_What the exercise asks_. Reproduce word for word the part of the passage about abstracting that begins with the words containing "And so far Pomni" and ends with "the first place?".

_Selected excerpt_.
.....

And so far Pomni hasn’t been speaking up about how uncomfortable she gets when he deliberately goes out of his way to get into her personal space
Here’s an interesting question that nobody seems to be asking: If Ribbit was such good friends with Jax, why did he abstract in the first place?
Now this is entirely speculative on my part, but I’ve been theorizing that what ultimately leads to someone abstracting isn’t the loss of sanity, but the surrender to hopelessness
It happened to Kaufmo when he realized he was never going to reach the mysteriously reappearing and disappearing exit door that taunted him for days
It almost happened to Gangle when she was stuck closing for an exhausting shift in a job she grew to hate because she knew this was her dead end as a a graphic design major dropout, until Pomni snapped her out of it by offering her a way to leave
And you’d think having a best buddy around would keep you from giving up on yourself. Someone to keep the endless days from feeling like torture
But what if your friend is the torture
I don’t think it’s fair to assume that Jax was consciously awful to him though. But considering that he saw Gangle taking his treatment with no push back as her “liking” it, it’s definitely feeling like he may have pushed his one friend a little too hard.
We don’t know what their dynamic was, we don’t know how different Jax was back then, we just know that Jax doesn’t like talking about it (which is reasonable, it’s a very sore subject)

.....

_Dataset section_.
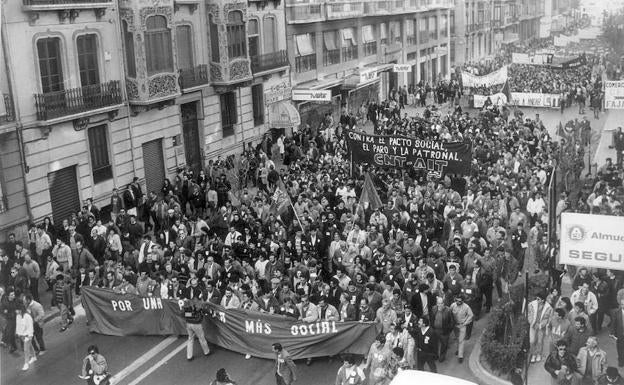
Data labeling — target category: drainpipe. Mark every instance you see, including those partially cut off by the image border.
[0,3,33,221]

.....

_Task answer_.
And so far Pomni hasn’t been speaking up about how uncomfortable she gets when he deliberately goes out of his way to get into her personal space
Here’s an interesting question that nobody seems to be asking: If Ribbit was such good friends with Jax, why did he abstract in the first place?